───── Entries provided
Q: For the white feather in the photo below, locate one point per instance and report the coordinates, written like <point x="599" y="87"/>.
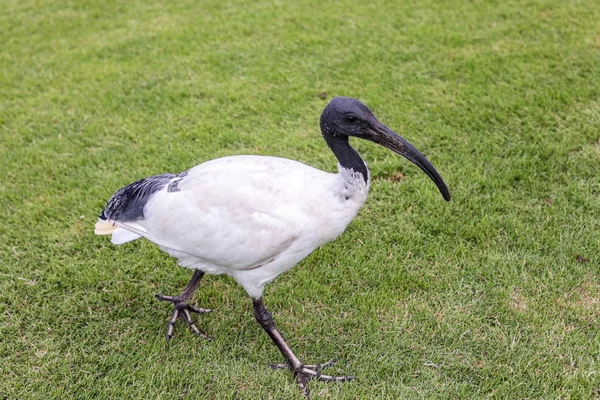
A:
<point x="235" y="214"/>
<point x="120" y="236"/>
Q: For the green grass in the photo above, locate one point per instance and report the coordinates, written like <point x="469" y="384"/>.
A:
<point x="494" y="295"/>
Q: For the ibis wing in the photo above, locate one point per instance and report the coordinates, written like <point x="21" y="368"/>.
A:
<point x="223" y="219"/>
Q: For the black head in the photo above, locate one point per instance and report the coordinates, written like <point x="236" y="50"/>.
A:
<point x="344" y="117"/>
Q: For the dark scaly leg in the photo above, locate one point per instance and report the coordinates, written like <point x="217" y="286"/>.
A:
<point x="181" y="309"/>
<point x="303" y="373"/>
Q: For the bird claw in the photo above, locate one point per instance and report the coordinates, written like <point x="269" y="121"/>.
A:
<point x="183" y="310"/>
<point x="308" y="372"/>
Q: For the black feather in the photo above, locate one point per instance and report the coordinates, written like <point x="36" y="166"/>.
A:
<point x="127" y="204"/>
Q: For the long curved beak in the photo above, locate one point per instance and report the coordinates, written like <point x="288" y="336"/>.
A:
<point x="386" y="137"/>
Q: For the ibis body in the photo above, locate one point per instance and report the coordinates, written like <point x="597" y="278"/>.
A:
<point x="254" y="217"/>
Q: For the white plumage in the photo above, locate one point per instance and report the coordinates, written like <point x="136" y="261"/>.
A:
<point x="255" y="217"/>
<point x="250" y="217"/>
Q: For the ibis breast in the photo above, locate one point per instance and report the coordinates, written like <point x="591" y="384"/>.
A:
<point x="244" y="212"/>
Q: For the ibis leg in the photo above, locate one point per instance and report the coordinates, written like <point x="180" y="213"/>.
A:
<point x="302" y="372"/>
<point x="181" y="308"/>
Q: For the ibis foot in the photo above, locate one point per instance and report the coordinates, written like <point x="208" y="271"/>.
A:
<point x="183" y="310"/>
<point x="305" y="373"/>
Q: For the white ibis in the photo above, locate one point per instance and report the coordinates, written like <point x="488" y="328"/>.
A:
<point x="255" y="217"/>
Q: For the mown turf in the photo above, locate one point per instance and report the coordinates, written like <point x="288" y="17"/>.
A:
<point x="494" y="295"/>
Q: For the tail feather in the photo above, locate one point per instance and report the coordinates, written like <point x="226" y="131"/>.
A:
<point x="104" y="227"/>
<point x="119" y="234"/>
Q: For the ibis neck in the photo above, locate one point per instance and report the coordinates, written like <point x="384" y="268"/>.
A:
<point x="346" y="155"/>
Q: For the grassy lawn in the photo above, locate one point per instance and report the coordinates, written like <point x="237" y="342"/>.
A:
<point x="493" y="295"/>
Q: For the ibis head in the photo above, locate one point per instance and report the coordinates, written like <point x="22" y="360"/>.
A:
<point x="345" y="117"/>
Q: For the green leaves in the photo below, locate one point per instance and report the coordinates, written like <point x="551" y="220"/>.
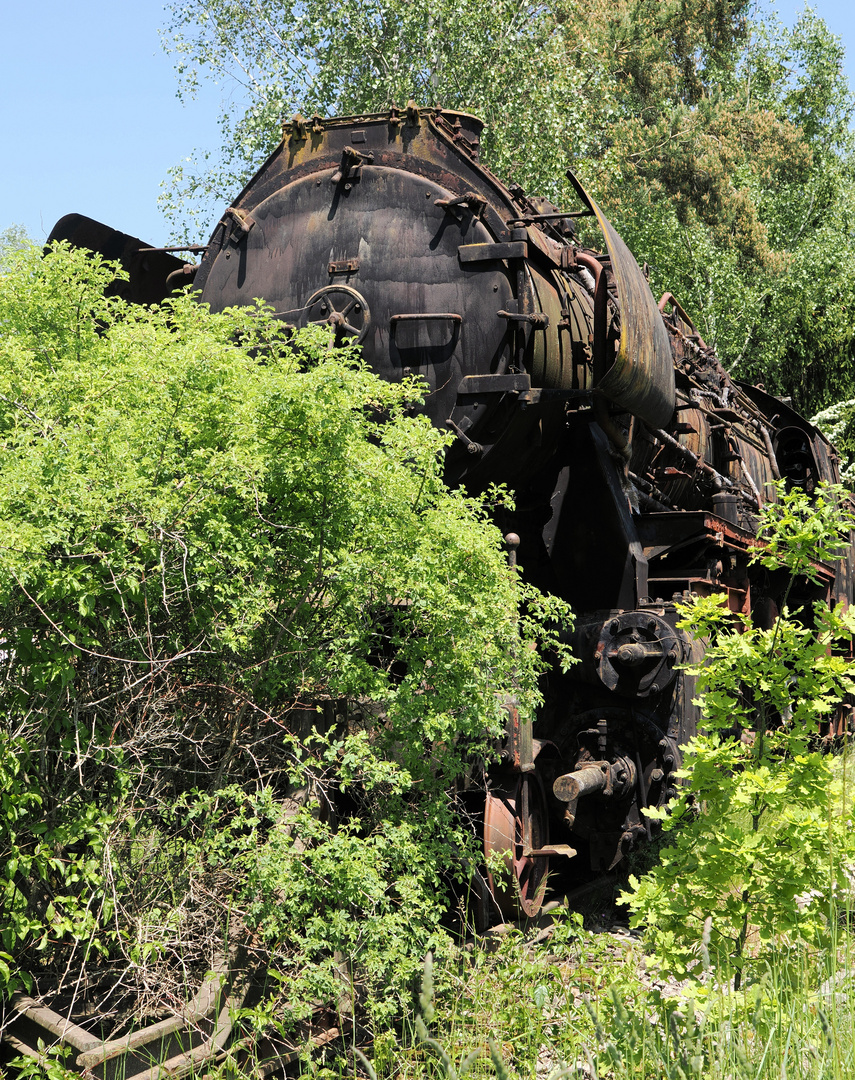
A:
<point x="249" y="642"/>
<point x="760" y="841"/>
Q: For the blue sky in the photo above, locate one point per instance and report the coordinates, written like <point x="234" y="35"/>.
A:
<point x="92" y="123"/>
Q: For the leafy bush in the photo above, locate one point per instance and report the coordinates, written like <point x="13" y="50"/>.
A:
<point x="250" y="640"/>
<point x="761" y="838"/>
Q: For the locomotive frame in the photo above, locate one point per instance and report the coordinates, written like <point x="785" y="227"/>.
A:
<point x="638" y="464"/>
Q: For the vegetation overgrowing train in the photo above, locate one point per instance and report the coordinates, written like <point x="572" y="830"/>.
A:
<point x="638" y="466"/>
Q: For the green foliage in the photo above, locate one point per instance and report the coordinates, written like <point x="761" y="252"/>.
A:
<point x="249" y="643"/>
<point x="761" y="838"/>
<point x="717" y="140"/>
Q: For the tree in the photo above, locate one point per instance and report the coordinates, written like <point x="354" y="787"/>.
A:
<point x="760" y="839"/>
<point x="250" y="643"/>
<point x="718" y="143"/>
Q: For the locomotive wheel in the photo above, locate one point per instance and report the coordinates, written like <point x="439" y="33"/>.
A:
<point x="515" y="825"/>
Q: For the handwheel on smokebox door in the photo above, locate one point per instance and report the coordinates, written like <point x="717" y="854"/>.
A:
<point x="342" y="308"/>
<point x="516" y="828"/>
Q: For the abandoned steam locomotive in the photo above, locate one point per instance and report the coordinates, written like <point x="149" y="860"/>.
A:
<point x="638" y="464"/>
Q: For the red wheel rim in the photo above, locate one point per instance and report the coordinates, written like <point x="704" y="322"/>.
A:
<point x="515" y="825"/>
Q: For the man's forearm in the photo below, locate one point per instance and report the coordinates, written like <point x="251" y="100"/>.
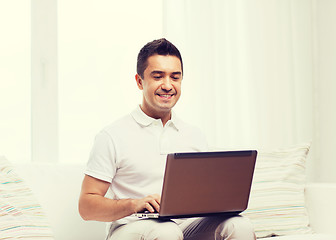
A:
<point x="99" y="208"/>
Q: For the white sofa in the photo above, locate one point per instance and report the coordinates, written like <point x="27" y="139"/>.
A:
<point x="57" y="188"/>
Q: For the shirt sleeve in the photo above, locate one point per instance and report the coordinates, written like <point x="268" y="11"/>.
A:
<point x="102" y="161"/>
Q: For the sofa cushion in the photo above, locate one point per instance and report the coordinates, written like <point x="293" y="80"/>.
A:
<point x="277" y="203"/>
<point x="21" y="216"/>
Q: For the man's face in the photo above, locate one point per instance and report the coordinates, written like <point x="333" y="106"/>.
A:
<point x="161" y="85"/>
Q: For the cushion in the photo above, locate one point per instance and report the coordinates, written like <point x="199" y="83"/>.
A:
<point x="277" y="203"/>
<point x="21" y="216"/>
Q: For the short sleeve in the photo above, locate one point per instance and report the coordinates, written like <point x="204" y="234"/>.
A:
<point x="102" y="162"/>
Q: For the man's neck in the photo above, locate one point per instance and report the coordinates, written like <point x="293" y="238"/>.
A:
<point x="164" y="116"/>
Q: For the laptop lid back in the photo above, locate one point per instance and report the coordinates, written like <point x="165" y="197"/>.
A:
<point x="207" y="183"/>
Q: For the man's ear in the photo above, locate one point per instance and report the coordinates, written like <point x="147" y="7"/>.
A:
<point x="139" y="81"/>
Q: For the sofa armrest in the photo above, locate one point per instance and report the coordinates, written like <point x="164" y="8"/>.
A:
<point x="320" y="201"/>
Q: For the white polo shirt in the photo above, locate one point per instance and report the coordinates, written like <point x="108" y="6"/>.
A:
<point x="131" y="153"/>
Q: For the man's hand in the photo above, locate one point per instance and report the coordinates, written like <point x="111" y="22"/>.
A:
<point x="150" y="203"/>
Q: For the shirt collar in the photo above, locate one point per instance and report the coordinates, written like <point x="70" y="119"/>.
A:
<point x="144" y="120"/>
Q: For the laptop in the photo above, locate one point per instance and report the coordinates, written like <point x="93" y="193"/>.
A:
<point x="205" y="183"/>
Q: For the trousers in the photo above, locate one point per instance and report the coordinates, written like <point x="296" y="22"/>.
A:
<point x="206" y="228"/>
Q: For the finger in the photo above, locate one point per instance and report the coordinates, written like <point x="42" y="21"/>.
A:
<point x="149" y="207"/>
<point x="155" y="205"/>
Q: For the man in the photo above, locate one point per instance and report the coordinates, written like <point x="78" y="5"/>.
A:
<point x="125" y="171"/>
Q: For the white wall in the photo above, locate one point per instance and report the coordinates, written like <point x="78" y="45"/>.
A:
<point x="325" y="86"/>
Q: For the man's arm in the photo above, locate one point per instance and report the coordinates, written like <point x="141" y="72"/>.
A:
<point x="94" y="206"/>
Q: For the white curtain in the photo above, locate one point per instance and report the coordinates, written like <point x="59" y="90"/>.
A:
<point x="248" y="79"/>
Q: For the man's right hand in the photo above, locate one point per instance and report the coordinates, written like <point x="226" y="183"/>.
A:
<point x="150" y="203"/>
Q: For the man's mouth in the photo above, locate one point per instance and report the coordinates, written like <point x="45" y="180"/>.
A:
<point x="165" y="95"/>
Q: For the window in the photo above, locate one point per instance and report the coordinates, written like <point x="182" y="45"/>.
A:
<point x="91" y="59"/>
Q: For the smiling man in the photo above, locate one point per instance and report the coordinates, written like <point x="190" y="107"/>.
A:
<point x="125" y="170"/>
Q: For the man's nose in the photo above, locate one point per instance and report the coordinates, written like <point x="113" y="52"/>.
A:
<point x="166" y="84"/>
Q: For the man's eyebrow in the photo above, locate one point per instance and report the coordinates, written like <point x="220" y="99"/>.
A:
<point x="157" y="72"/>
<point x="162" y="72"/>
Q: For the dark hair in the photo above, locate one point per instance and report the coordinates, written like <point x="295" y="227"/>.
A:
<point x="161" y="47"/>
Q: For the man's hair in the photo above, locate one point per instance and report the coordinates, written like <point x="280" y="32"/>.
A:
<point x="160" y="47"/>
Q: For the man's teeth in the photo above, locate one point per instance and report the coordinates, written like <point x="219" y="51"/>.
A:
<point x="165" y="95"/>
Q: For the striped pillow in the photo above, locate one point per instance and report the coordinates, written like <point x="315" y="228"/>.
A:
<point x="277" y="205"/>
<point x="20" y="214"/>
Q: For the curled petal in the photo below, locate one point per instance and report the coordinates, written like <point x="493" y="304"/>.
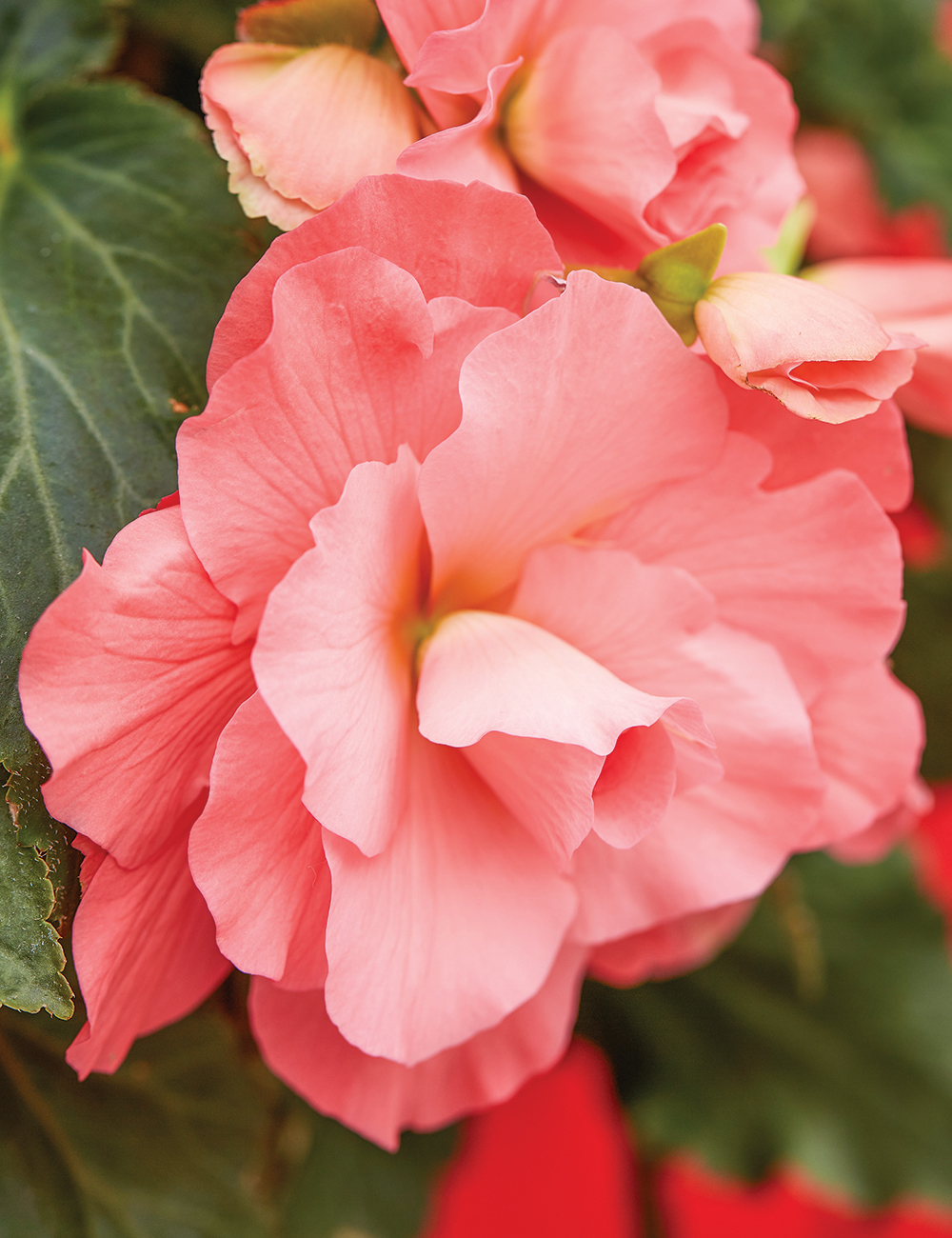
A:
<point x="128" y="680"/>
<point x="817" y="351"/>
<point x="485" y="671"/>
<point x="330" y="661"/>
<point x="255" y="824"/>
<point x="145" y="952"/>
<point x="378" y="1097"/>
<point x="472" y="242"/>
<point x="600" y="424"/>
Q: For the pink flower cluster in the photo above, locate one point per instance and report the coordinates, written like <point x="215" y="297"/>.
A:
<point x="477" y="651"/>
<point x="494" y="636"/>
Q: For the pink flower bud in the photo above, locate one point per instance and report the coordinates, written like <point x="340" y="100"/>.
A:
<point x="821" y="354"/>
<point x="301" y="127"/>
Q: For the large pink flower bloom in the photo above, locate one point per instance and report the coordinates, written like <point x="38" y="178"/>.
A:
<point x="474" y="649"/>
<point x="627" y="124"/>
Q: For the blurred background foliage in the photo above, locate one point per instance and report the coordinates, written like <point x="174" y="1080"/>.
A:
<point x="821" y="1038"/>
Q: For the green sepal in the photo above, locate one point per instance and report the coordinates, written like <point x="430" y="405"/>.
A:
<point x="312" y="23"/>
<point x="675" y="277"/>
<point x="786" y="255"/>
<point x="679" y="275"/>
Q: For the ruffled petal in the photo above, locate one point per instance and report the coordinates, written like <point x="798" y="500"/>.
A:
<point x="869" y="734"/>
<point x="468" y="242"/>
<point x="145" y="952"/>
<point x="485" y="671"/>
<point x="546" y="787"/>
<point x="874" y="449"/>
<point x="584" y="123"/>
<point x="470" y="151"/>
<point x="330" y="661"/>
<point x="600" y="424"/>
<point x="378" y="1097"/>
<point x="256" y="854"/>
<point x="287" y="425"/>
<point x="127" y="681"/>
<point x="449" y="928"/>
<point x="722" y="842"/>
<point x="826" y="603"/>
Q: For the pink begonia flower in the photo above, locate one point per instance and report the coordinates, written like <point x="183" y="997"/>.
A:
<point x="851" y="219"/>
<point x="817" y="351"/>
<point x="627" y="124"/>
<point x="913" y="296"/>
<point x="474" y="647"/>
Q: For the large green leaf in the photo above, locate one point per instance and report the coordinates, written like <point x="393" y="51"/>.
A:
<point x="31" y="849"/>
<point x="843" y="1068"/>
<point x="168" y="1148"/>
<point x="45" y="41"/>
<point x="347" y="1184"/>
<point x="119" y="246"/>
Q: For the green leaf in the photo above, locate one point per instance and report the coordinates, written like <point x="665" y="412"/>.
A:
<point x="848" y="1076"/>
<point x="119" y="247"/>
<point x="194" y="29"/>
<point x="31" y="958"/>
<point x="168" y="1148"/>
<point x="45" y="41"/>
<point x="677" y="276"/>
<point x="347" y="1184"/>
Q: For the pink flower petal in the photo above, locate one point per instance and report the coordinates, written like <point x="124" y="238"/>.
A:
──────────
Task description: Copy the entries from the line containing "Q: For the large green" through the end of the entries, substituting "mark" for "locate" wherever it occurs and leaving everything else unchanged.

Solution to the problem:
Q: For the large green leaf in the photo above, mark one point per instance and report the coordinates, written like <point x="393" y="51"/>.
A:
<point x="31" y="849"/>
<point x="843" y="1068"/>
<point x="168" y="1148"/>
<point x="45" y="41"/>
<point x="347" y="1184"/>
<point x="119" y="246"/>
Q: For the green leaf in the photo above, mark one point per instance and report the coordinates, written like <point x="665" y="412"/>.
A:
<point x="848" y="1076"/>
<point x="119" y="247"/>
<point x="194" y="29"/>
<point x="31" y="958"/>
<point x="168" y="1148"/>
<point x="45" y="41"/>
<point x="677" y="276"/>
<point x="347" y="1184"/>
Q: For the pink flower petal in the photo above, mark one point per instance and report the coordinates, written like <point x="124" y="238"/>.
A:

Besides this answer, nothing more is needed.